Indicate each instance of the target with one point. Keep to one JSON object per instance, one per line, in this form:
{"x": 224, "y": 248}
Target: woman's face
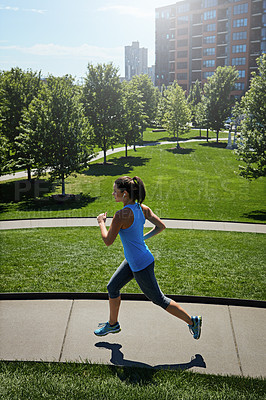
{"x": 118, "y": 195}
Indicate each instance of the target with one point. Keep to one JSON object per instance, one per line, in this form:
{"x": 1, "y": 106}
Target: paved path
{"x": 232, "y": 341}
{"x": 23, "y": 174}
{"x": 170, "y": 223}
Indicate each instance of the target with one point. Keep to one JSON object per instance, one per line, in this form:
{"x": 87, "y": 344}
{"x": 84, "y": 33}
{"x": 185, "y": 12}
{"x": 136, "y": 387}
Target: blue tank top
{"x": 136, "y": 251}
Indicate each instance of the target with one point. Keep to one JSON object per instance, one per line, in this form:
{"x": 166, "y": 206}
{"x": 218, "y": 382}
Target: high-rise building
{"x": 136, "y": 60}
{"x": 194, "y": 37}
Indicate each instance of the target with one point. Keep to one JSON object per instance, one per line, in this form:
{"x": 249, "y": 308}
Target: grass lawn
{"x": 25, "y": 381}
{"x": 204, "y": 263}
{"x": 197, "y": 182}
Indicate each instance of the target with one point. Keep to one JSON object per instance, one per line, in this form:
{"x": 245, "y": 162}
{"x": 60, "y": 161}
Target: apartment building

+ + + +

Only the words belong in your copy: restate the data above exactly and leave the images out.

Indicate each instance of the target with one point. Keep to one JSON object per instance, one per line, in this form:
{"x": 224, "y": 248}
Target: woman's face
{"x": 118, "y": 195}
Indicate each instance of the target with one point. Keep to one JSON object per instance, one per line, in this form:
{"x": 1, "y": 106}
Target: paved path
{"x": 232, "y": 341}
{"x": 23, "y": 174}
{"x": 170, "y": 223}
Indicate each instance of the target with one point. Keep to one JSON object per instance, one per line, in this form:
{"x": 87, "y": 344}
{"x": 84, "y": 33}
{"x": 185, "y": 12}
{"x": 136, "y": 387}
Target: blue tank top
{"x": 136, "y": 251}
Indicate each instance of the target with one point. Keep to one JSON object per instance, one per line, in this form:
{"x": 166, "y": 206}
{"x": 218, "y": 382}
Target: high-rise building
{"x": 136, "y": 60}
{"x": 194, "y": 37}
Indicate each instance of the target with one point. Keep to one JSON object per instance, one per line, in this form:
{"x": 249, "y": 308}
Target: grass lawn
{"x": 25, "y": 381}
{"x": 204, "y": 263}
{"x": 197, "y": 182}
Indicate each instance of the target with one point. Keep to one JSON object per instance, one per line, in this form:
{"x": 245, "y": 162}
{"x": 60, "y": 161}
Target: apartment building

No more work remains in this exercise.